▸ **Task details**
Produce an exact copy of the lines from the line that contains "of the cloud" to the end of the listing below.
--- Start ---
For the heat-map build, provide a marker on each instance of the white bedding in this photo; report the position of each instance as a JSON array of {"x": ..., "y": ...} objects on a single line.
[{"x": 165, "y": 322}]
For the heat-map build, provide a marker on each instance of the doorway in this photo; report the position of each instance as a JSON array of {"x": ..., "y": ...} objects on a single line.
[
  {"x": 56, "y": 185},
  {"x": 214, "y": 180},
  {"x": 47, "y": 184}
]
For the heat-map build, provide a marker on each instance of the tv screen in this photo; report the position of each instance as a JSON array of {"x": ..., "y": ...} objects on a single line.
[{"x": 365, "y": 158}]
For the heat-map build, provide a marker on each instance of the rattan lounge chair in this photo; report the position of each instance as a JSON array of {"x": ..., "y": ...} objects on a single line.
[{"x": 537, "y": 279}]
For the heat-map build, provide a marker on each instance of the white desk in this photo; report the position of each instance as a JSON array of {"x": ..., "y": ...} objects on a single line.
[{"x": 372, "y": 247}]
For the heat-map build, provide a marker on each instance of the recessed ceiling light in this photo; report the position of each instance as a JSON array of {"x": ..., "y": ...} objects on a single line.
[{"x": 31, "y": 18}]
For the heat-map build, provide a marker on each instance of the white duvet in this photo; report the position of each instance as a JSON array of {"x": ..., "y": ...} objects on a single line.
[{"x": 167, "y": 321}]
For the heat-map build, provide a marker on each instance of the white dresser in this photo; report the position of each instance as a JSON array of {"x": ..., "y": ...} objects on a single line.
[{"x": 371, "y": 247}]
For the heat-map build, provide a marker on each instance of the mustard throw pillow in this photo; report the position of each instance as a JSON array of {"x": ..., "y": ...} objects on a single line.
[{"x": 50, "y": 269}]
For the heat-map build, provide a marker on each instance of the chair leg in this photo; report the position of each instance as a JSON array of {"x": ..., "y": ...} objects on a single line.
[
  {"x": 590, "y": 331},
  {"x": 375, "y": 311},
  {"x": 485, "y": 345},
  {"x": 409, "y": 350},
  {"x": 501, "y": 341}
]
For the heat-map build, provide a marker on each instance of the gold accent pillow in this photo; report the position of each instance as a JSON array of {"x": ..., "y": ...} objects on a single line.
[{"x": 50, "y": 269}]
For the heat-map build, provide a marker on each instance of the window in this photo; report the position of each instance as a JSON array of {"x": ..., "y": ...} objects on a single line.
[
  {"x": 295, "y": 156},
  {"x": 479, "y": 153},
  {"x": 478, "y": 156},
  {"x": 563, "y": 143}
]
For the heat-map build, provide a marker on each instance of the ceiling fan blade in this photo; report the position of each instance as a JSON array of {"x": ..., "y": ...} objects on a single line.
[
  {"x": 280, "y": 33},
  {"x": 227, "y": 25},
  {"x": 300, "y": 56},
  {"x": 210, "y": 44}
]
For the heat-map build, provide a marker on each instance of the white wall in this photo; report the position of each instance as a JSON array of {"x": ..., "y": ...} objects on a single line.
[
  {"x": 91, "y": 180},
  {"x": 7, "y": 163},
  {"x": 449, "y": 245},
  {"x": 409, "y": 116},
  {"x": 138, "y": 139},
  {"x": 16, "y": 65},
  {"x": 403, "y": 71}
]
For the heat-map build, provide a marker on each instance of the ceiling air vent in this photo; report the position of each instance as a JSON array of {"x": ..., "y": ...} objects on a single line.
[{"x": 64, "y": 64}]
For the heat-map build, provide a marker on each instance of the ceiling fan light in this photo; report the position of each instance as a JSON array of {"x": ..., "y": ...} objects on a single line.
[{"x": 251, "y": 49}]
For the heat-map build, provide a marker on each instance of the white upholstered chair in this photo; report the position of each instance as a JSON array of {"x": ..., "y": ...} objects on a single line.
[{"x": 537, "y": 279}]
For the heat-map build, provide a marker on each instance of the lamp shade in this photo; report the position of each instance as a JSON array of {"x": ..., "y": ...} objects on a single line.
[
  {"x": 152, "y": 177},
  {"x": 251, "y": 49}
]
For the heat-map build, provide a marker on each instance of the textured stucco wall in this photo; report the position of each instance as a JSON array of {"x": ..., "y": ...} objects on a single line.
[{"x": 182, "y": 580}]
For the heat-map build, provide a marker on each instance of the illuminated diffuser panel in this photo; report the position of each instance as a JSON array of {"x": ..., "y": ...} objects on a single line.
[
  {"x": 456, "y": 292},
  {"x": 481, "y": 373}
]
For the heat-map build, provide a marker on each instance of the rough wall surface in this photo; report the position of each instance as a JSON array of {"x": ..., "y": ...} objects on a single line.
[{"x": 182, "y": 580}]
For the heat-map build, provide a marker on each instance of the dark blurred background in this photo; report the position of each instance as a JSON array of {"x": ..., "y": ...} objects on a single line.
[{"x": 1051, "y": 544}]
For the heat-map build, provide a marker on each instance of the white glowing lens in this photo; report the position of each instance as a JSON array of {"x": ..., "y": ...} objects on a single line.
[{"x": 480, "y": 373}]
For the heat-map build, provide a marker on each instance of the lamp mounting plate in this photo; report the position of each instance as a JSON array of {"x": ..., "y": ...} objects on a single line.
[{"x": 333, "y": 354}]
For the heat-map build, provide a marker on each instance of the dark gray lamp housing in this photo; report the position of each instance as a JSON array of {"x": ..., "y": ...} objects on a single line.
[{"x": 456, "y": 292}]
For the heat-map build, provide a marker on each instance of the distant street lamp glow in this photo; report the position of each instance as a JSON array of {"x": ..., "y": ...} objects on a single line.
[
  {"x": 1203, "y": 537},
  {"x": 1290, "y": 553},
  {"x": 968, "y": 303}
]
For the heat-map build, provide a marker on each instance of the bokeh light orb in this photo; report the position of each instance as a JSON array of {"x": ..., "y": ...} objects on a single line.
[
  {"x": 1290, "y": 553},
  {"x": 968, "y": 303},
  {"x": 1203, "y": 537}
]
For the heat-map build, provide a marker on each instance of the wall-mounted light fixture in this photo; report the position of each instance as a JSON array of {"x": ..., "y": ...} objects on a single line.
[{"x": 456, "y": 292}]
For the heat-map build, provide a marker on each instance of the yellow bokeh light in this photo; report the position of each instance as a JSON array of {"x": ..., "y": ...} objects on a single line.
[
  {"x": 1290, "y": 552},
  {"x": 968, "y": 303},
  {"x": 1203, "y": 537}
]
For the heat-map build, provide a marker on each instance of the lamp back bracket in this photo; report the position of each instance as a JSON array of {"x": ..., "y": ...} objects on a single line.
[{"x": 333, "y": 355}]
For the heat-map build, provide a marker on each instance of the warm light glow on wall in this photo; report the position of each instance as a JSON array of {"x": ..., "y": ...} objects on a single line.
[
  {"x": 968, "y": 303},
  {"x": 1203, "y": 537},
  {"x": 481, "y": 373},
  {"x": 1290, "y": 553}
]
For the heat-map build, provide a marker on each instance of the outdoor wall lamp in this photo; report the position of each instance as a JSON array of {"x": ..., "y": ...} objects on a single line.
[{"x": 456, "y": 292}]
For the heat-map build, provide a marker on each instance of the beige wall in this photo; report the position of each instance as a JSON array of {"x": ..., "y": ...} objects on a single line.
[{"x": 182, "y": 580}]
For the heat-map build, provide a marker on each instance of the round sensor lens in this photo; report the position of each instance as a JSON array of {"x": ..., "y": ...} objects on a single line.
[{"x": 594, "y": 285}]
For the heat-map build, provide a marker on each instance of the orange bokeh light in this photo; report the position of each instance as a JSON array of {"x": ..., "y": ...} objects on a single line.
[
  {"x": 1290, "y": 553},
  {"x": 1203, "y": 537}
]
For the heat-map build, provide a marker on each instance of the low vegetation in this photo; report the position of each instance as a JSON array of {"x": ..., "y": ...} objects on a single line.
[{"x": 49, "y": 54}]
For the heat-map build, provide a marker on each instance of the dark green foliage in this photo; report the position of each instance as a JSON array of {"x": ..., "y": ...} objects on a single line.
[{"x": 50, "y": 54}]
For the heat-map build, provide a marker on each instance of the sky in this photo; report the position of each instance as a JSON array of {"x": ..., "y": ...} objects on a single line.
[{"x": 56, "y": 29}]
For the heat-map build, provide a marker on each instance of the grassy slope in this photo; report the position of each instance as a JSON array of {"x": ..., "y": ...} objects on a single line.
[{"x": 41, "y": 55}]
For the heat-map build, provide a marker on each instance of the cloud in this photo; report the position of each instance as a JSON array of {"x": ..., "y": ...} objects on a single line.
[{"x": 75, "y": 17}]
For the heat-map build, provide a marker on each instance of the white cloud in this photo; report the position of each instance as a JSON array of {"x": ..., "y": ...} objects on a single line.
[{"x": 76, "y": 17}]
--- End ---
▸ **Solution for this problem**
For the heat-map build, provide a marker on each instance of the cloud in this photo; report the position of each instance as a JSON array of {"x": ..., "y": ...} objects on a single line.
[{"x": 75, "y": 17}]
For the heat-map build, provide a marker on each instance of the white cloud in this photo; report the position of each instance as a JSON array of {"x": ..., "y": ...} objects on a single line.
[{"x": 76, "y": 17}]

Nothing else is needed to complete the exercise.